(Stored items)
-----

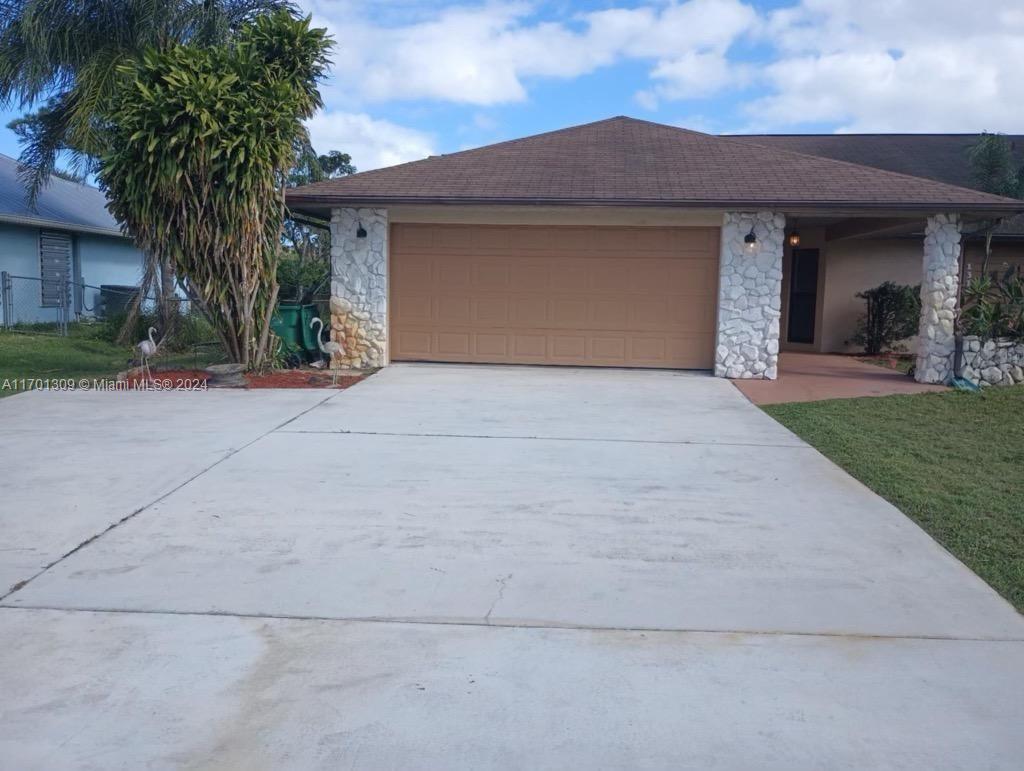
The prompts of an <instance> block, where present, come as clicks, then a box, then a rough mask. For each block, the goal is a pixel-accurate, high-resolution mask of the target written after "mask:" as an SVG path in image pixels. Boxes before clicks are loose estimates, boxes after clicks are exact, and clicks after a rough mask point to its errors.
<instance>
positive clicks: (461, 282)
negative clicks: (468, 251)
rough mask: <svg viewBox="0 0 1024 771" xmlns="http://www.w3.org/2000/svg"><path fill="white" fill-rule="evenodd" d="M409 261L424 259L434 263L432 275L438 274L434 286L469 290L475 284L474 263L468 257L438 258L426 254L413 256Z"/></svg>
mask: <svg viewBox="0 0 1024 771" xmlns="http://www.w3.org/2000/svg"><path fill="white" fill-rule="evenodd" d="M409 261H410V262H412V261H422V262H424V263H426V264H429V265H433V266H434V268H433V271H432V275H434V276H436V283H435V284H434V285H433V286H437V287H444V288H445V289H446V290H450V291H451V290H458V289H466V290H468V289H470V288H471V287H472V286H473V265H472V262H471V261H470V260H469V259H468V258H461V257H455V258H450V259H444V260H438V259H437V258H435V257H430V256H424V257H419V258H412V259H410V260H409ZM428 281H429V280H428ZM409 286H410V287H415V286H416V285H413V284H411V285H409ZM427 286H431V285H427Z"/></svg>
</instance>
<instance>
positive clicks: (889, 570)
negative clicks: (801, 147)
mask: <svg viewBox="0 0 1024 771" xmlns="http://www.w3.org/2000/svg"><path fill="white" fill-rule="evenodd" d="M0 424H2V425H3V426H4V428H5V429H7V430H8V436H9V438H10V439H11V440H10V441H8V442H7V443H6V444H5V445H4V446H3V447H2V448H0V464H2V467H3V468H4V472H5V473H4V474H3V476H2V477H0V500H3V501H4V502H7V503H9V504H11V505H5V506H3V507H0V528H2V531H3V532H4V533H5V539H6V540H5V543H4V546H3V550H2V551H0V567H2V568H3V570H2V573H0V574H2V576H3V577H4V581H5V582H6V584H5V586H12V587H13V589H12V590H3V591H0V594H2V595H4V596H3V598H2V599H0V651H2V652H0V691H2V692H3V693H4V698H3V699H2V700H0V759H2V762H0V766H6V767H10V768H16V769H18V770H19V771H20V770H24V769H25V770H27V769H47V770H49V769H91V768H102V769H119V768H123V769H135V768H141V767H145V768H157V769H163V768H168V769H170V768H175V769H176V768H223V769H237V768H246V769H249V768H273V769H292V768H294V769H315V768H324V769H336V768H357V769H359V768H365V769H377V768H441V767H442V768H472V769H482V768H495V769H506V768H523V767H540V768H545V767H548V768H564V767H568V766H582V767H598V768H631V769H632V768H699V769H705V768H709V767H718V768H726V769H732V768H777V769H803V768H807V769H811V768H881V767H884V768H907V769H911V768H913V769H916V768H932V769H936V768H970V769H974V768H993V769H1002V768H1006V769H1011V768H1013V769H1016V768H1019V766H1020V758H1021V757H1024V734H1022V733H1021V731H1020V730H1019V727H1020V725H1021V724H1022V722H1024V701H1022V699H1021V698H1020V694H1021V693H1022V692H1024V619H1022V617H1021V616H1020V615H1019V614H1018V613H1017V612H1016V611H1015V610H1014V609H1013V608H1012V607H1011V606H1010V605H1009V604H1008V603H1006V602H1005V601H1004V600H1002V599H1001V598H999V597H998V596H997V595H996V594H995V593H994V592H993V591H992V590H991V589H989V588H988V587H987V586H986V585H985V584H984V583H983V582H981V581H980V580H979V579H978V577H977V576H976V575H974V574H973V573H972V572H971V571H969V570H968V569H967V568H966V567H965V566H964V565H962V564H961V563H959V562H957V561H956V560H955V559H953V558H952V557H951V556H950V555H949V554H948V553H946V552H945V551H944V550H943V549H941V548H940V547H939V546H938V545H937V544H936V543H935V542H934V541H932V540H931V539H930V538H928V536H926V534H925V533H924V532H923V531H922V530H921V529H920V528H918V527H916V526H915V525H914V524H913V523H912V522H910V521H909V520H908V519H907V518H905V517H904V516H903V515H902V514H900V513H899V512H898V511H896V510H895V509H894V508H893V507H892V506H890V505H889V504H887V503H886V502H885V501H882V500H881V499H879V498H878V497H876V496H874V495H873V494H871V492H870V491H869V490H867V489H866V488H865V487H863V486H862V485H860V484H859V483H858V482H856V481H855V480H853V479H851V478H850V477H849V476H847V475H846V474H845V473H844V472H842V471H841V470H840V469H838V468H837V467H836V466H834V465H833V464H830V463H829V462H828V461H827V460H825V459H824V458H822V457H821V456H820V455H819V454H817V453H816V452H815V451H814V449H812V448H811V447H809V446H808V445H806V444H805V443H804V442H802V441H801V440H800V439H799V438H797V437H796V436H794V435H793V434H791V433H790V432H787V431H786V430H784V429H783V428H782V427H781V426H779V425H778V424H776V423H775V422H773V421H772V420H771V419H769V418H768V417H767V416H766V415H764V414H763V413H762V412H761V411H760V410H758V409H757V408H756V406H754V405H753V404H752V403H751V402H750V401H749V400H746V399H745V398H743V397H742V396H741V395H740V394H739V393H738V392H737V391H736V390H735V389H734V388H733V387H732V385H731V384H729V383H728V382H726V381H722V380H716V379H713V378H710V377H706V376H700V375H691V374H684V373H666V372H624V371H608V370H605V371H596V370H560V369H531V368H501V367H474V368H470V367H443V366H396V367H392V368H389V369H388V370H386V371H384V372H382V373H380V374H378V375H376V376H374V377H373V378H370V379H369V380H367V381H365V382H362V383H359V384H358V385H356V386H354V387H352V388H350V389H348V390H345V391H342V392H315V391H305V392H299V391H294V392H283V391H278V392H275V391H257V392H211V393H208V394H199V393H191V394H175V393H163V394H160V393H143V394H125V393H117V394H88V393H70V394H56V393H34V394H26V395H20V396H14V397H10V398H8V399H4V400H3V401H0Z"/></svg>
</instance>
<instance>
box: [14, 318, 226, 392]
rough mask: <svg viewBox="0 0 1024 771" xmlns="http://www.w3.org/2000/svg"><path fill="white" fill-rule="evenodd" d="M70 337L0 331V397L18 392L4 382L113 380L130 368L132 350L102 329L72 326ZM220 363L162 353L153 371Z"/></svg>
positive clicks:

-----

Select and copy every line from the records that includes the word "positive".

Response to this task
positive clicks: (461, 282)
positive clicks: (889, 570)
positive clicks:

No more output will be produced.